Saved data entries
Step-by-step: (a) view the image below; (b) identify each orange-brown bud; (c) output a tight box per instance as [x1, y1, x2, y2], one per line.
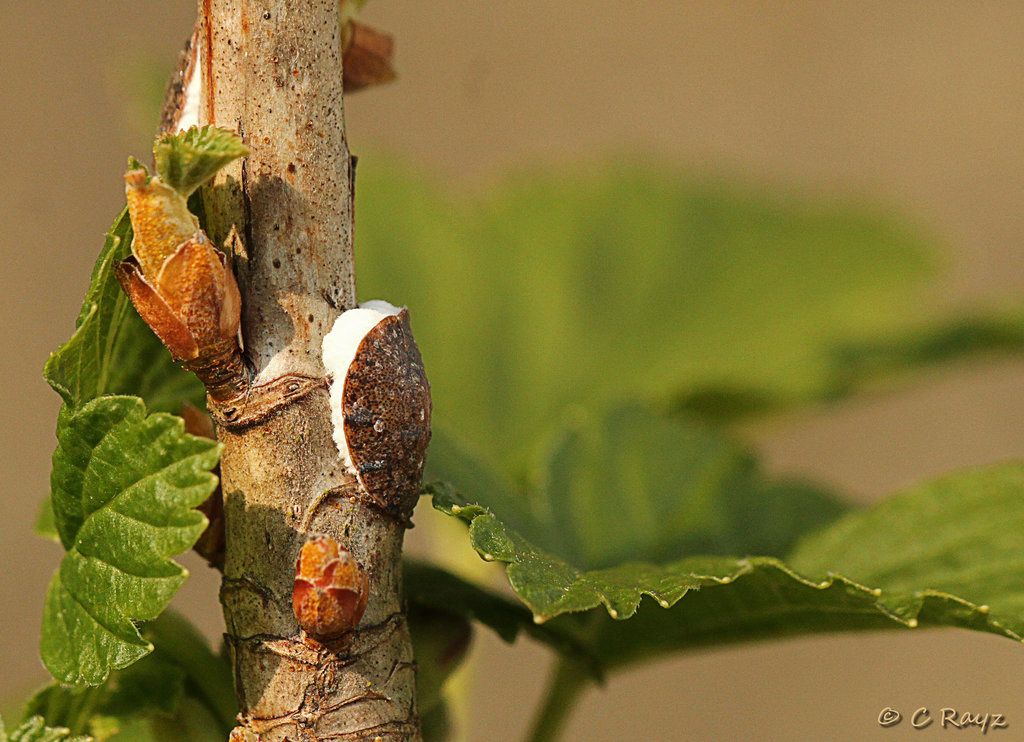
[118, 168, 245, 402]
[115, 232, 240, 362]
[124, 169, 200, 278]
[342, 21, 396, 92]
[293, 535, 369, 641]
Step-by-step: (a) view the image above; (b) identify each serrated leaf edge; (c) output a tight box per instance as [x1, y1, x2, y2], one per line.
[428, 483, 1024, 643]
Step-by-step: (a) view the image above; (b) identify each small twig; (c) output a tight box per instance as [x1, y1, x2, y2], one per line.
[523, 656, 590, 742]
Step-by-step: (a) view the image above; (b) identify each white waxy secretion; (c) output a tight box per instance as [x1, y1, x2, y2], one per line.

▸ **WHAT THE TASK ASKS**: Could the lines above be copied out exactly, with no image carried over?

▸ **ANSWER SECTION**:
Step-by-step: (a) view the image below; (b) identify each orange-brown bud; (c) output a tight box per instance as [x1, y1, x2, y2], one per line.
[118, 168, 245, 402]
[115, 232, 240, 362]
[124, 169, 200, 278]
[342, 21, 396, 92]
[293, 535, 369, 641]
Step-by-step: (a) view the image above; (b) identify each serrated leaf edge; (c) output a tight box per instance as [x1, y1, x2, y2], one per line.
[428, 483, 1024, 643]
Step-by-step: (a) view the image above; (b) identify each small twig; (c) output a tight box per instance as [x1, y1, x2, y2], one per line.
[523, 656, 590, 742]
Step-by-step: (a) view the image above; (b) identify each white waxy secretion; (c) output a tight box per instance as [x1, y1, x2, y2], one per line.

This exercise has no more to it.